* _YOUR INSTRUCTIONS_:
Write the entries below out again without a single difference.

* _DATA PROVIDED_:
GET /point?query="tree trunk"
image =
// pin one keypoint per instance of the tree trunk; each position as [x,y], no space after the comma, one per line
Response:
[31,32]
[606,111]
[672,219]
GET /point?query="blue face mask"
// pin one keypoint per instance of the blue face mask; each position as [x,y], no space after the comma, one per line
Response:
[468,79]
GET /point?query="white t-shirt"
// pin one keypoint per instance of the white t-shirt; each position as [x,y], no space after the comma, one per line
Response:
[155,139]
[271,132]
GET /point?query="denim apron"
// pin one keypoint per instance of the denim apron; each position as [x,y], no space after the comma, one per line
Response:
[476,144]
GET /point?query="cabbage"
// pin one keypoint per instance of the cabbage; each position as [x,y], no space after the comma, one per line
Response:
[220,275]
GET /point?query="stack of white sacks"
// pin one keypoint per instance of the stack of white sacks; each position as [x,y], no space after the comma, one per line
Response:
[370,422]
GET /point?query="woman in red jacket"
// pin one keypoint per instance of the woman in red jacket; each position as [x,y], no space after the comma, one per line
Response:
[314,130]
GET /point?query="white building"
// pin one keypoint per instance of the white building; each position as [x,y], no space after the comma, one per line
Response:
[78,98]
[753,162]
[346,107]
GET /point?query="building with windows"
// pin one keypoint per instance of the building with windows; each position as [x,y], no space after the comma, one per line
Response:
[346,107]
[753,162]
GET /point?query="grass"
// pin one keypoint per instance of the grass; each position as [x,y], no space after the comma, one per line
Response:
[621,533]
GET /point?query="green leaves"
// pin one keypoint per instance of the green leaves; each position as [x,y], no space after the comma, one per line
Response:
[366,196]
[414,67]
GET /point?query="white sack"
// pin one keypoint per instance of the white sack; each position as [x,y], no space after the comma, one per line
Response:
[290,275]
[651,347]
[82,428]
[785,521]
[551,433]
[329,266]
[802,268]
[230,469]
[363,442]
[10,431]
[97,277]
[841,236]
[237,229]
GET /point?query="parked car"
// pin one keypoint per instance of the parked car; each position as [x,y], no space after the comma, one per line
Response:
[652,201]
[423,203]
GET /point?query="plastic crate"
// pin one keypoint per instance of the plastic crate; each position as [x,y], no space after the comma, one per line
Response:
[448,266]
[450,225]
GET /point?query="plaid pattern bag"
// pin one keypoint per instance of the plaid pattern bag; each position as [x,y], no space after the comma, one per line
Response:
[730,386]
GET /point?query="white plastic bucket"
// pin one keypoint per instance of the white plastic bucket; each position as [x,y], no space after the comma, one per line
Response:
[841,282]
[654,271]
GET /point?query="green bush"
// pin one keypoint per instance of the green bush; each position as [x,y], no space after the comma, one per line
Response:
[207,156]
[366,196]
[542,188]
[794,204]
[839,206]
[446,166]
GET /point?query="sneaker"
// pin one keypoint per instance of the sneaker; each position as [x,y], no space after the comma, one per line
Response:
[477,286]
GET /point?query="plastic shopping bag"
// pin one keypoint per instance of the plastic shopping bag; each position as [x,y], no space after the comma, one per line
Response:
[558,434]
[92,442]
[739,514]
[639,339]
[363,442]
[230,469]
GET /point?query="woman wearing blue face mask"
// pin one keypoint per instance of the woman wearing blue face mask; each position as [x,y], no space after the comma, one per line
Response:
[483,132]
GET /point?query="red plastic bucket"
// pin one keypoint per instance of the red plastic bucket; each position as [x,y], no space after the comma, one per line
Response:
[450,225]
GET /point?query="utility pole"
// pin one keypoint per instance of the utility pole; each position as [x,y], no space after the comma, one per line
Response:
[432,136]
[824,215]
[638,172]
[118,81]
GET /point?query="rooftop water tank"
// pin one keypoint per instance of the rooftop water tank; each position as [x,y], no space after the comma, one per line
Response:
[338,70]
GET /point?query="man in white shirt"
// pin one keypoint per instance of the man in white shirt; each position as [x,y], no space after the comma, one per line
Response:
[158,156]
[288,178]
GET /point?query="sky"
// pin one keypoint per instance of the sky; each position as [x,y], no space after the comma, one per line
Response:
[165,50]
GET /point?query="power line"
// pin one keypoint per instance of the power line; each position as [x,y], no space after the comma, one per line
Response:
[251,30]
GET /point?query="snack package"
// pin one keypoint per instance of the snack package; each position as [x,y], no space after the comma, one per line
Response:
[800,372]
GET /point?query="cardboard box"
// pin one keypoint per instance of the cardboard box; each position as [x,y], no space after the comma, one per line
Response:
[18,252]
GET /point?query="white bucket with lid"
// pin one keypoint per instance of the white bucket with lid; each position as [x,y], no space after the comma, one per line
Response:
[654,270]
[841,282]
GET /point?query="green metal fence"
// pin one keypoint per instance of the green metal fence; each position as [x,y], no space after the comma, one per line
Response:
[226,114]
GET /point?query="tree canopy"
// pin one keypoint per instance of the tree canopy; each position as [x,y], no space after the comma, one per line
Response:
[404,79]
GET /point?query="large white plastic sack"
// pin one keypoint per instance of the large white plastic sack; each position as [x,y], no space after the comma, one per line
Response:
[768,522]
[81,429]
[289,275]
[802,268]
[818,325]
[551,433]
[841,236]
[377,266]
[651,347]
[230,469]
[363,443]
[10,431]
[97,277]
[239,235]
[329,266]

* _OUTPUT OF THE EXERCISE_:
GET /point?query="tree trunk"
image =
// pin one keypoint per instance of the tree trunk; each position as [x,y], no space after the comma, one per line
Response:
[31,32]
[606,111]
[672,219]
GET /point?query="blue face mask"
// pin one keypoint per instance of the blue face mask; each position as [x,y], no space after the comma, one per line
Response:
[468,79]
GET /point?query="white t-shirt"
// pin one keypoint per instance of the white t-shirt; each position as [x,y], no space after the comma, one per line
Response:
[155,139]
[271,132]
GET /point?query="denim apron"
// pin one keypoint per instance of the denim apron; each position as [x,y], no space after the comma, one per line
Response:
[476,144]
GET /point?query="cabbage"
// pin one keypoint per instance of the cabbage; each position as [x,y], no space after the comma, one per line
Response:
[220,275]
GET /point?query="stack of white sacks"
// pin one keypoint per instance of the stack of white sacks; each position as [x,y], no space after the comma, one per line
Response:
[370,422]
GET /point?query="woman in red jacket"
// pin one keypoint per instance of the woman in red jacket; each position as [x,y], no space after the comma, one per line
Response:
[314,130]
GET /point?query="white building"
// pin one keypoint per instance of the white building; each position as [x,y], no space after the comma, one per line
Response:
[78,98]
[753,162]
[346,107]
GET /point?query="building with windows"
// pin one keypoint per instance of the building with windows; each position as [x,y], no space after the comma, one per line
Response:
[346,107]
[753,162]
GET /point?query="grass"
// pin one keypoint per instance of the grass; each position as [x,y], no space after the comma, one per line
Response:
[621,533]
GET /point?query="green leaves"
// pin one keypoint per instance of the green leaves; each position as [x,y], no space after the comma, one per line
Response:
[366,196]
[414,67]
GET /point?query="white sack"
// pin one keypoint per instance of the white sack; each position as [x,y], no space after the comma, one per line
Response:
[290,275]
[651,347]
[82,428]
[785,521]
[551,433]
[329,266]
[802,268]
[230,469]
[363,442]
[10,431]
[97,277]
[841,236]
[237,229]
GET /point?query="parked car"
// pin one keypoint per instance of the parked car; each position as [x,y], no space after the comma, one per line
Response:
[652,201]
[423,203]
GET /point?query="plastic crate"
// pin one keypoint per instance of the plastic crate; each position as [x,y], no space after the comma, one per line
Response:
[448,266]
[450,225]
GET /point?query="plaid pattern bag"
// pin one keypoint per instance of the plaid pattern bag; each position as [x,y], no space after the comma, one per line
Response:
[730,386]
GET /point?query="white plastic bucket"
// pin one keypoint per instance of the white plastic bucket; each position as [x,y], no space after the comma, one per line
Response:
[841,282]
[654,271]
GET /point?query="green bush"
// pin one keypoint per instance of the green bush; each position as [x,y], no space after the comma, one per line
Response:
[207,156]
[366,196]
[542,188]
[794,204]
[839,206]
[446,166]
GET /point?query="sneaker"
// pin one keypoint per instance of the sneaker; each position as [x,y], no space after the comma, one per line
Response:
[477,286]
GET /point?query="plastic shopping bag"
// pin one keypoint per instance of the plastic shopping bag; each position as [x,y], no space after the comma, one per line
Response:
[558,434]
[92,442]
[739,514]
[639,339]
[363,442]
[230,469]
GET /point?query="woman wearing blue face mask"
// pin one keypoint per instance of the woman wearing blue face mask; each position as [x,y], no space after the comma, one per line
Response:
[483,132]
GET /point?query="red plastic bucket"
// pin one keypoint per instance of the red plastic bucket; each position as [x,y], no space after the comma, one per line
Response:
[450,225]
GET /point?query="utility pole"
// pin one keypoint per instance of the utility pole; each position as [x,y], no space after the comma, one per line
Response:
[432,136]
[824,215]
[638,172]
[118,81]
GET /point?query="rooftop water tank"
// pin one keypoint per instance of the rooftop water tank; each position as [x,y], no space after the comma, one per line
Response:
[338,70]
GET /point?query="man in white shirt"
// pin one keypoint per instance of the man in white shirt; each position as [x,y], no space after the comma, one per line
Response:
[158,156]
[288,178]
GET /point?query="sky"
// pin one keypoint per instance of the sky; each position as [x,y], no space after the comma, one per line
Response:
[165,50]
GET /point?query="power line"
// pin one keypoint per instance of the power line; each position as [x,y], no space after the comma, one per line
Response:
[251,30]
GET /point?query="snack package"
// pin one keypoint per instance of the snack package; each position as [x,y], no space after the comma, one per line
Response:
[800,372]
GET /point?query="cardboard box"
// pin one keypoint per instance of the cardboard box; each position as [x,y], no space after the comma, one per line
Response:
[18,252]
GET /point?query="white bucket with lid"
// pin one keypoint per instance of the white bucket with lid; each position as [x,y], no space after the comma, one per line
Response:
[654,270]
[841,282]
GET /point?query="green metal fence"
// pin one keypoint per instance of the green metal fence; each position as [x,y], no space after the comma, one per line
Response:
[226,114]
GET /point?query="tree canopy"
// pin one keypoint per instance of the tree canopy; each position as [x,y], no space after the comma, one per line
Response:
[404,79]
GET /point?query="large white plastic sack"
// pin one keypoint per instance of the large white plastic sack; each position as [x,y], no space after the comma, one per line
Response:
[768,522]
[81,429]
[289,275]
[802,268]
[818,325]
[551,433]
[841,236]
[377,266]
[651,347]
[230,469]
[363,443]
[10,431]
[97,277]
[239,235]
[329,266]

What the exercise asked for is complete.